_WHAT YOU WILL DO:_
Print the lines that start the entries and continue through the one holding "# output: a", please, exactly and with the pictures omitted.
--- RECORDS FOR THE EXERCISE Enclosed Below ---
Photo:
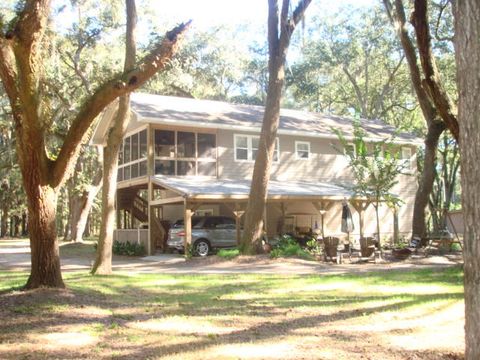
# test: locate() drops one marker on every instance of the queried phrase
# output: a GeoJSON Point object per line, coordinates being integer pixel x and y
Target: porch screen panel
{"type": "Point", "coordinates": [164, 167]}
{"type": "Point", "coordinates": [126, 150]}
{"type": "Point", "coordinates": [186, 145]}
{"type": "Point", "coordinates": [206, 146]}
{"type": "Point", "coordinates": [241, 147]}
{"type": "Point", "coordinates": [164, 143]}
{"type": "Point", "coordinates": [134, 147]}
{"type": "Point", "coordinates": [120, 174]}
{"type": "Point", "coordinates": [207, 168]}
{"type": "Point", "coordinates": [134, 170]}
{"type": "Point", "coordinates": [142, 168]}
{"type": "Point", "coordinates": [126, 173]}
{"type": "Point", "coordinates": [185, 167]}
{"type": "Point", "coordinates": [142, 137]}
--- End of Enclosed RECORDS FOR THE EXERCISE ---
_FINISHED TASK:_
Photo:
# test: locate() drops one marker on every instance of the queried phrase
# output: a GeoJSON Point object per line, coordinates being integer pixel x and y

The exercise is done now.